■ **THE DATA**

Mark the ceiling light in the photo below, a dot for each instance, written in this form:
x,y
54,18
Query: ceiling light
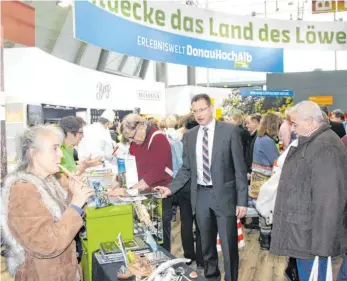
x,y
64,3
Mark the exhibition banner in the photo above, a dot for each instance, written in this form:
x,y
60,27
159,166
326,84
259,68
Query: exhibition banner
x,y
266,93
328,6
218,27
102,28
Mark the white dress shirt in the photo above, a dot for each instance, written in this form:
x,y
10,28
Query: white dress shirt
x,y
199,161
96,142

■ **TASK**
With the pictures left aside, write out all of the records above exactly.

■ **EXERCISE RESULT**
Mark the ceiling light in the photo below, a dot for each instance, written in this form:
x,y
54,18
Query: ceiling light
x,y
64,3
Mark the exhibition banner in the photo above, a dot for each instance, written in this form:
x,y
60,27
159,166
326,84
259,68
Query: exhibition banner
x,y
266,93
328,6
218,27
102,28
Mark the white dress shirt in the photo above, a dot for each instance, written in this form:
x,y
10,28
Query: white dress shirt
x,y
199,161
96,142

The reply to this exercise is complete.